_What is asked_:
1) From the passage below on Norwegian voluntary organizations and government contracting, extract the stretch from "These are all" through "of public policy.".
2) Write the next part of the passage below on voluntary organizations and public service contracts in Norway, starting right after its final sentence.

_Text block_:

There have, undoubtedly, been recent development trends in Norway that clearly point in the direction of more use of “contracting - out” of (former and new) public services in the field of social services, at the national as well as the local level. And it is important to remember that most services are implemented at the local level. How the voluntary organizations are adapting to this new development and what the consequences might be for them is not yet possible to state unequivocally. The outcome might be different in different service fields. For instance, foreign aid organizations have increasingly become successful partners with government. Groth (1999) shows that there have been dramatic changes in the relationship between state and organizations from the mid 1960s up to the present. From a situation were the organizations were marginal but autonomous, they have now become heavily integrated with the government as contracted partners working as instruments in the fulfilment of governmental policy in foreign aid. Today NOK 1.6. billion are transferred from goverment to the organizations each year, and public transfers are the main sources of income, for most of the organization in this field. In this field, the relationship between government and organizations has been characterized by harmony and consensus, rather than conflict and antagonism, with respect to fundamental questions concerning motives, goals and appropriate means of action. The special structural traits related to the field of foreign-aid and the financial dependency on public authorities have resulted in considerable nearness between organizations and state, without making the organizations less flexible in their practical work abroad. Nevertheless, the organizations have had to adjust to governmental claims on formal control and evaluation of the organizational perfomance. The result has been tendencies towards organizational isomorphism. Different kinds of organizations are working pretty much in a similar way. They hire professionals who are familar with the codes and the “language” in the field in order to compete with other organizations on contracts and projects initiated by government. Since the organizations seem to be aware of the possible dangers of isomorphism linked to the contract culture, they are now gradually becoming more occupied with their image, using rhetoric in order to profile their own values more clearly.

Groth (1999) concludes that even though the intertwining of state and organizations is closer than before in terms of economic support and contracted agreements, this has not resulted in a severe loss of organizational autonomy, as one might expect from theoretical assumptions on the consequences of such close cooperation. There are several reasons for this: Government has made itself almost completely dependent upon the organizations in order to reach its goals in foreign aid. The organizations are working abroad, far from Norway, which complicates close government supervision. Government itself has rather limited knowledge in a relatively new organizational field. In this particular field, the organizations are more legitimate actors than governmental agencies (such as NORAD) in the eyes of the Norwegian people.

These are all factors that we will not find in the traditional field of social services. Conflicts are therefore more likely to occur in this “older” field, where both public authorities and voluntary organizationas often may have well developed knowledge and “natural” ways of doing things. For instance, a case study carried out by Lorentzen (1994) demonstrated how a contracted collaboration between the government and the Norwegian Red Cross on the running of a center for refugees (in the city of Oslo) collapsed after a short period of time, due to a number of conflicts. Such case studies are valuable and point out some very interesting issues and areas of potential conflict that may arise when voluntary organizations become contracting agents for the implementation of public policy.

_Listing_:
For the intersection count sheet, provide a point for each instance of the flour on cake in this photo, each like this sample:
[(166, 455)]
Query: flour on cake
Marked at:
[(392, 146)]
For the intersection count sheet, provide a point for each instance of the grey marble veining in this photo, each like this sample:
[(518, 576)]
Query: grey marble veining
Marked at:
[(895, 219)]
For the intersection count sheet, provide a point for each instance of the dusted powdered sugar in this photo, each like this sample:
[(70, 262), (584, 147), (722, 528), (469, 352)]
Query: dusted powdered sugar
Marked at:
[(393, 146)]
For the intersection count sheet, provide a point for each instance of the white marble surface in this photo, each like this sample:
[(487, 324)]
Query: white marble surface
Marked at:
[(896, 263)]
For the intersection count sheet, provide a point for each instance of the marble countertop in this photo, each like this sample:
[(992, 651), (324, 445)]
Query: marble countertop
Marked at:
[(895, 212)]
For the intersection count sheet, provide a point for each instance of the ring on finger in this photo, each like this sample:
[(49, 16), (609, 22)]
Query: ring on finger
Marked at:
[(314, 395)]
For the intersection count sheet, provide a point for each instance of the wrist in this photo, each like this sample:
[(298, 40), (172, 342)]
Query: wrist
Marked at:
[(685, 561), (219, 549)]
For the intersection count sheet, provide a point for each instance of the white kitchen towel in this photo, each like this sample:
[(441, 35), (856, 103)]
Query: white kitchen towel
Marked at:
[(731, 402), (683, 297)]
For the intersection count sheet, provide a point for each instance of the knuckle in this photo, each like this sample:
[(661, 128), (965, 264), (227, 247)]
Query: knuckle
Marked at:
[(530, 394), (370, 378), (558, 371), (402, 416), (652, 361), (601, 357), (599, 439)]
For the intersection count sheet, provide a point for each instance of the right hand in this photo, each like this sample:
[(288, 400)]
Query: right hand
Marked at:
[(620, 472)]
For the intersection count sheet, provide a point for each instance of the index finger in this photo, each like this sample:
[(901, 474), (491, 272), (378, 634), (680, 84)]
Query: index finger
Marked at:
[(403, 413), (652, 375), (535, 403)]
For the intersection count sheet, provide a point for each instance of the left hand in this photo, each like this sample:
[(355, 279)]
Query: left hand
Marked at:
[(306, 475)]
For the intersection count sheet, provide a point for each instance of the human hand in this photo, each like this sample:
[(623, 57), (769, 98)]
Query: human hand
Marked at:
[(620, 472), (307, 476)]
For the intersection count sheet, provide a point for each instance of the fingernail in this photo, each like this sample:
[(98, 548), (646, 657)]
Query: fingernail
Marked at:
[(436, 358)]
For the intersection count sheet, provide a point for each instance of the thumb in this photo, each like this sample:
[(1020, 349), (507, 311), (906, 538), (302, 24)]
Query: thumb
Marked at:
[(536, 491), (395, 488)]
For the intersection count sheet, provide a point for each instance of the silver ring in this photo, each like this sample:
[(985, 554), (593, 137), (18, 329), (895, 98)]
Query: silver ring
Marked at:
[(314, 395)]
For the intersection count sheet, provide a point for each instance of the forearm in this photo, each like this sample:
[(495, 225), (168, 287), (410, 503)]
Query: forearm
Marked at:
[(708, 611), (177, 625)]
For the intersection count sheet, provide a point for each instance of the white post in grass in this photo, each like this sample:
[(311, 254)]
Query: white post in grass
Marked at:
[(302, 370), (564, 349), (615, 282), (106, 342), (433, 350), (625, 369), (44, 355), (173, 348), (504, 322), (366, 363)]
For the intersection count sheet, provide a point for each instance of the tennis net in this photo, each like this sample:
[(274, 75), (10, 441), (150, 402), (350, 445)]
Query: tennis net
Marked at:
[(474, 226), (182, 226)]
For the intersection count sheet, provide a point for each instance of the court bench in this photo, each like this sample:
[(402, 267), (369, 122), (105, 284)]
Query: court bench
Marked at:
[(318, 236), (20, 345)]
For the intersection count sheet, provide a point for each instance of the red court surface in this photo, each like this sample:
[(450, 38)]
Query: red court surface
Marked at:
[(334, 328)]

_The answers_:
1)
These are all factors that we will not find in the traditional field of social services. Conflicts are therefore more likely to occur in this “older” field, where both public authorities and voluntary organizationas often may have well developed knowledge and “natural” ways of doing things. For instance, a case study carried out by Lorentzen (1994) demonstrated how a contracted collaboration between the government and the Norwegian Red Cross on the running of a center for refugees (in the city of Oslo) collapsed after a short period of time, due to a number of conflicts. Such case studies are valuable and point out some very interesting issues and areas of potential conflict that may arise when voluntary organizations become contracting agents for the implementation of public policy.

2)
A qualitatively oriented study of the interplay between local government and private actors has been carried out in three municapalities in the northern part of Norway (Nylehn & Støkken 1996). This is a broad study including the interplay with private actors from all three sectors: private enterprises, the third sector and the informal sector. Since the empirical data they are presenting builds largely on unstructured interviews with representatives from the different sectors, we are not given precise information on how the relationship between voluntary organizations and the local public authorities is regulated, e.g. whether formal contracts/agreements are used to any significant degree. But several relevant findings may be singled out.

In the largest municipality, Bodø, there was, until recently, one private home for the elderly and infirm. It was organized as a private foundation and owned by a religious organization. This institution was almost 100% dependent on funding from the municipality for the running of the institution. The municipality finally concluded that this was not really a satisfactory situation, since they were not able to include this institution in their plans on a completely equal footing with the other (public) institutions in this field. The municapality than decided to take over the operation and responsibility for the instititution, through an agreement in which ownership is still in the hands of the foundation, while the municipality rents the buildings (Nylehn & Støkken 1996). This is a situation that is probably not unique. As the ”old” social service organizations face problems with recruiting new members it becomes increasingly difficult for them to be engaged in such demanding tasks as running nursing homes for elderly people. Even if they hire professionals to work in the institutions, they are still dependent on volunteers as a supplement in order to make it work. However, this does not mean that the public sector is taking over forever. The public sector may within the new ideological climate soon contract out institutions they have taken over.

On other occasions, the municipalities have considered the interplay with voluntary organizations and foundations to be “a good bargain”, even if their governing possibilities are rather limited. This is particularly the case in areas in which the municipality itself has very little to offer. Nylehn & Støkken (1996) state that it is hardly coincidental that so much of the private activity is played out in the area of child care and the care for alcoholics and drug addicts. These are areas in which the public authorities often experience their own powerlessness, and where more experimental and unorthodox methods undertaken by private actors do not clash with public domains and interests.

A third type of interplay is characterized by dilemma and ambivalence from the municipalities’ point of view. Such a situation seems to arise for instance, when local, voluntary organizations or foundations start to build institutions for the care of the elderly, which they then expect the municipalities to take the full responsibilty for once they have been finished. Although the municipalities in general are in favor of voluntary initiatives, they will not always approve of such projects, because they feel that they are caught up in activities that are not in line with their own plans and priorities. But at the same time, they can not show a completely hostile attitude towards such initiatives, because that could implay a loss of support and political legitimity among the citizens of the municipalities.

Furthermore, if we move from the organizational to the individual level, i.e. the voluntary worker/member’s relationship to their organization, it is possible to state that this relationship could also be taking on a more “contractual character”. The new contract culture is general enough to be observed at all organizational levels. We have chosen one example to illustrate this development, but the tendency is seen in large parts of the voluntary sector and particularly within the social service field (Selle 1998).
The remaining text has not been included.